## Selected text
※ ※ ※
Re: Collecting feedback for Beam usage

2019-09-26 Thread Kenneth Knowles
Ah, I didn't realize pypi was already collecting py2 vs py3. That saves
having to split artifacts.

Kenn

On Thu, Sep 26, 2019 at 5:03 PM Robert Bradshaw  wrote:

> Pypi download statistics are freely available at
> https://pypistats.org/packages/apache-beam . (To answer the original
> question, nearly all Python 2 at this point, but starting to show a
> drop.)
>
> I think the goal is to get more/orthogonal coverage than a twitter
> poll or waiting for users to speak up on the lists. Getting accurate
> stats (without violating many of the principles we all find vauable)
> woudl be much more difficult, if even possible. In this sense, the
> bias against a large number of production/automated runs doesn't hurt
> the goal of capturing the attention (needed if it's opt-in) of a large
> number of developers.
>
> On Tue, Sep 24, 2019 at 9:15 PM Kenneth Knowles  wrote:
> >
> > Agreeing with many things here and my own flavor to the points:
> > 1. User's privacy is more important than anything else
> > 2. The goal should be to make things better for users
> > 3. Trading user's opt-in for functionality (like Gradle scans) is not
> acceptable
> > 4. It should be effectively invisible to users who are not interested
> > 5. Ideally, we could find some people with expertise in (a) data
> gathering (b) usability (c) privacy (d) whatever we did not think of
> because it is not our expertise. So that we have confidence that our
> results are meaningful and we have done no harm.
> >
> > Some obvious data biases have been mentioned. Here's some more: a lot of
> Beam usage is probably through automation (such as k8s, cron, Airflow, etc)
> where a user is not present when a pipeline is launched. Logging would do
> nothing in these cases, except in case of a failure being debugged. I would
> guess this is the common case. The more a user is actually using Beam in
> production, the less likely they are watching job startup logs. Probably
> many companies use Beam to build a platform for their own users, so
> analytics may not capture the number of actual users in any meaningful way.
> Etc.
> >
> > Certainly, having a sense of the impact of changes like "deprecate
> Python 2" or "make breaking change to pipeline options for old FlinkRunner"
※ ※ ※
## Goal 1
Can you give the whole listing again, replacing "mountain" with "peak" and keeping everything else unchanged? Leave the picture out.
The Beam feedback thread and the listing are separate material.

## Information given
※ ※ ※
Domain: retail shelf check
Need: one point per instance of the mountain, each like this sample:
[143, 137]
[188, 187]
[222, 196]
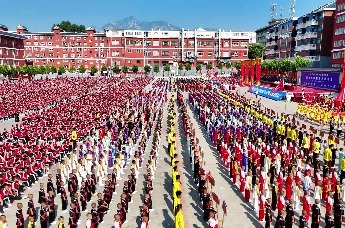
※ ※ ※
## Goal 2
Could you retype the Beam feedback thread from "On Thu, Sep" to "number of developers.", word for word?

## Full output 1
Domain: retail shelf check
Need: one point per instance of the peak, each like this sample:
[143, 137]
[188, 187]
[222, 196]

## Full output 2
On Thu, Sep 26, 2019 at 5:03 PM Robert Bradshaw  wrote:

> Pypi download statistics are freely available at
> https://pypistats.org/packages/apache-beam . (To answer the original
> question, nearly all Python 2 at this point, but starting to show a
> drop.)
>
> I think the goal is to get more/orthogonal coverage than a twitter
> poll or waiting for users to speak up on the lists. Getting accurate
> stats (without violating many of the principles we all find vauable)
> woudl be much more difficult, if even possible. In this sense, the
> bias against a large number of production/automated runs doesn't hurt
> the goal of capturing the attention (needed if it's opt-in) of a large
> number of developers.